Count how many of the rows below contain the string "rider", and reply with the number alone.

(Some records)
════════

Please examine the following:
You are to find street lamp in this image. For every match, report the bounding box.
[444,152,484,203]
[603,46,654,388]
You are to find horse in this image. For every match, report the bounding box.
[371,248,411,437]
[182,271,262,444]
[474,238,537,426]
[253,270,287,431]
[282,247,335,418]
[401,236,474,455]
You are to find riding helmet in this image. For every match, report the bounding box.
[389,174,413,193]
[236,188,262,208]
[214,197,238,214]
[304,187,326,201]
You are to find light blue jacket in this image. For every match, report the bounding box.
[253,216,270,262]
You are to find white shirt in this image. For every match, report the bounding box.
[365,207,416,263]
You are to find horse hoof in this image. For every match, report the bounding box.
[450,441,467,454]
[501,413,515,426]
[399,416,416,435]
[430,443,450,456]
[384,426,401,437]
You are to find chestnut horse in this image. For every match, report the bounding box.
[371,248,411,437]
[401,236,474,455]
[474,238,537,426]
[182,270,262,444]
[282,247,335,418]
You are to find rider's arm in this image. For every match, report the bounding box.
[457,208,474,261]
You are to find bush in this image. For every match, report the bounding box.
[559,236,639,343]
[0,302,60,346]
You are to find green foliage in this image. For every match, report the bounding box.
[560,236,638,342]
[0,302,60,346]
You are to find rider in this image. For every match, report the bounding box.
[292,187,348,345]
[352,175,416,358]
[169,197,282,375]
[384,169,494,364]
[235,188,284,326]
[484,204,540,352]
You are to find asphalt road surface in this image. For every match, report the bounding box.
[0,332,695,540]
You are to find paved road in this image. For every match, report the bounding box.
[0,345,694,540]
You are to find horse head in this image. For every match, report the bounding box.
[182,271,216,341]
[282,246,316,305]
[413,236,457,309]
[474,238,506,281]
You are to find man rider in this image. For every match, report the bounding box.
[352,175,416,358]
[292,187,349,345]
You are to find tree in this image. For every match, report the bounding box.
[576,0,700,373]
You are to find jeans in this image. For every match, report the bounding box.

════════

_Finished exercise_
3